> **To do**:
Continue the article about the faculty meeting on the first-year orientation schedule, starting right after its final paragraph.

> **Source document**:

*** Begin section ***

Members of the University’s faculty and administration discussed a proposed change to the first-year orientation and move-in schedule at the last faculty meeting of the semester Dec. 7. Russell Carey ’91 MA’06, executive vice president for planning and policy, also reported an increase in asymptomatic COVID-19 cases in the weeks following Thanksgiving Break.
In the meeting, faculty passed a motion to extend the pilot period on the University’s revised first-year orientation schedule for a third year. Announced in 2020, the updated program shifted first-year move-in day and Academic Advising Day to the Thursday and Friday before Labor Day weekend respectively, increasing the University’s orientation program from four to six days. Prior to the change, the University had the shortest orientation program within the Ivy League.
Dean of the College Rashid Zia ’01 spoke in favor of the scheduling change.
An earlier registration day “allowed colleagues in my office to make personal dedicated outreach to more than two dozen students who weren't able to successfully register (for courses)” prior to Labor Day weekend, Zia said. “These would have been students that would have gone into the first week of the shopping period and had real challenges not knowing what their courses were … (and) needing additional support. It really does allow students to put their academics first.”

*** End section ***

> **Exercise data**:
*** Begin section ***

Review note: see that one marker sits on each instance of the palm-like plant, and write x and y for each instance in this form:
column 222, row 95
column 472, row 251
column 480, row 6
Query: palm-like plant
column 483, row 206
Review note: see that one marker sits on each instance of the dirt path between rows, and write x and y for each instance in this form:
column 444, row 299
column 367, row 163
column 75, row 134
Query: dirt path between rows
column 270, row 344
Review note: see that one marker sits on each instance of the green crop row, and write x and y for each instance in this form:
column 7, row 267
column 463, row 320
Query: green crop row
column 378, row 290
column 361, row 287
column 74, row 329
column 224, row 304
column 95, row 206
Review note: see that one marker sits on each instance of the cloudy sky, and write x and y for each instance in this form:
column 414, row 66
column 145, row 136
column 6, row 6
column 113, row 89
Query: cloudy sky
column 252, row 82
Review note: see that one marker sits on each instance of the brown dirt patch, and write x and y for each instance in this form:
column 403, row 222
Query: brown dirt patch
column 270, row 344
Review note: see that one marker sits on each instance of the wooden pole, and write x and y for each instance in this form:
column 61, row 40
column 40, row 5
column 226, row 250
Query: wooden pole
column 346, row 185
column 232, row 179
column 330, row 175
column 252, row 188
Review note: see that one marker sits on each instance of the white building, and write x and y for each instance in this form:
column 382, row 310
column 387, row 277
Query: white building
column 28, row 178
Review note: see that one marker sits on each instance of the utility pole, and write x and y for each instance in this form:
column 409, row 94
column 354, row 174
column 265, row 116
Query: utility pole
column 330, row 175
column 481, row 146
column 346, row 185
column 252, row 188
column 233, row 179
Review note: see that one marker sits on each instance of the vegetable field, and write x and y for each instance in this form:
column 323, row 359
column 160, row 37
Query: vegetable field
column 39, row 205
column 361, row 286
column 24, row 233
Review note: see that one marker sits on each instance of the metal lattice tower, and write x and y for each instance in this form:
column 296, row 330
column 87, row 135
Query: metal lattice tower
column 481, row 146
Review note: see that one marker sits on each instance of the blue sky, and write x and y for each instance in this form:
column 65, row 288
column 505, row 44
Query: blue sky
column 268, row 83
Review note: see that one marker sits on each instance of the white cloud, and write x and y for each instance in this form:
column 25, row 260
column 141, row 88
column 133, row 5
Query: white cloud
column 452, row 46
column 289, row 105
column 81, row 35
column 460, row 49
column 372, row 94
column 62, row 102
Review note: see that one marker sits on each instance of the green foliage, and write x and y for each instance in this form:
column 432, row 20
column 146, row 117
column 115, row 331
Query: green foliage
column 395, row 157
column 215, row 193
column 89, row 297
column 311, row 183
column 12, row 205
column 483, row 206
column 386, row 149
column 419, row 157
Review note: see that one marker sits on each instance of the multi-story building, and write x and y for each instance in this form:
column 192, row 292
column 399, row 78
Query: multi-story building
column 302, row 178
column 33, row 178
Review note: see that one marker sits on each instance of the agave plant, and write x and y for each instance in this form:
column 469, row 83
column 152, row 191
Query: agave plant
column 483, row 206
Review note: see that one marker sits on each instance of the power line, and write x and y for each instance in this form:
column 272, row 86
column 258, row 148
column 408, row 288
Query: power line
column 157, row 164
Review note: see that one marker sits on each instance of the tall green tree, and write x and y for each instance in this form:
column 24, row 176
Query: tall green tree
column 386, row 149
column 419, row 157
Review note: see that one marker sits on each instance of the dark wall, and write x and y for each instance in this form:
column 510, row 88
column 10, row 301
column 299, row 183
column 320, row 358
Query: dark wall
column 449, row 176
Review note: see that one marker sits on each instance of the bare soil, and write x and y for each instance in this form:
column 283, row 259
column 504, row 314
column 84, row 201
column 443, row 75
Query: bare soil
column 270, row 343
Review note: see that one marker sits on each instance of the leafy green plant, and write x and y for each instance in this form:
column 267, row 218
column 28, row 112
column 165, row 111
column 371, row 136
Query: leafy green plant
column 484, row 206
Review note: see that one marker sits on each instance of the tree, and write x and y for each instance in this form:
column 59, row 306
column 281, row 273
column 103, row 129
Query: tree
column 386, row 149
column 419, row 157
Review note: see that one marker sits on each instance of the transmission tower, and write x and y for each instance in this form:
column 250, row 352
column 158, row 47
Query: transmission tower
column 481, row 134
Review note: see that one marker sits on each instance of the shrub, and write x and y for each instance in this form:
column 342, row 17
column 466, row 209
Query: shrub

*** End section ***

> **Answer section**:
Faculty had initially proposed a motion to make the scheduling shift permanent, but some faculty members were concerned about the timing of the orientation program. This led to the proposal of a new motion that only extended the revised program for an additional year.
Amanda Jamieson, associate professor of molecular microbiology and immunology, explained that the new orientation schedule creates timing issues for undergraduate advisors also dealing with graduate student retreats and advising. Other faculty members expressed concern over colleagues who are parents or who receive payment on a monthly basis who have to work on a day in August outside of the academic year.
Ross Cheit, professor of political science and international and public affairs, expressed that a decision should not be made before faculty have been properly “involved or surveyed … as to how this (change affects) them.”
“I appreciate the two dozen students who were helped by this process,” Cheit said, “but I think every person I've talked to in my department considers this a change that was undesirable and really infringed on their summer.”